▶ _Selected excerpt_
Grignard Reaction: Mechanism and examples

The Grignard reaction is an organometallic chemical reaction that involves the addition of alkyl, allyl, vinyl, or aryl-magnesium halides (Grignard reagent) to a carbonyl group in an aldehyde or ketone. This process is crucial in the creation of carbon-carbon bonds.

Grignard’s reaction with aldehyde and ketone

The reaction of the Grignard reagent with aldehyde and ketones is one of its most important applications. The Grignard reagent’s carbon-magnesium bond is a strongly polar bond, with carbon being negatively related to electropositive magnesium. With the addition of carbonyl compounds, the organic group is attached to carbon and the magnesium group is bonded to oxygen. The result is the magnesium salt of the weakly acidic alcohol, which is easily transformed into alcohol by adding the stronger acid, water.

(Labeled shape records)
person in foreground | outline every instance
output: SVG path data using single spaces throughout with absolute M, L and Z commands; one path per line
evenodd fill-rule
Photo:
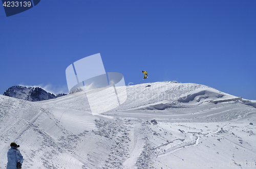
M 11 148 L 7 153 L 8 162 L 6 168 L 21 168 L 23 162 L 23 156 L 19 151 L 17 149 L 18 147 L 19 147 L 19 145 L 17 145 L 15 142 L 12 142 L 10 146 Z
M 144 73 L 143 79 L 147 78 L 147 77 L 146 76 L 147 76 L 147 72 L 146 72 L 146 71 L 142 70 L 142 73 Z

▶ _To do_
According to the Grignard reaction text, what is added to turn the magnesium salt into alcohol?

▶ _Exercise response_
Water, the stronger acid, is added.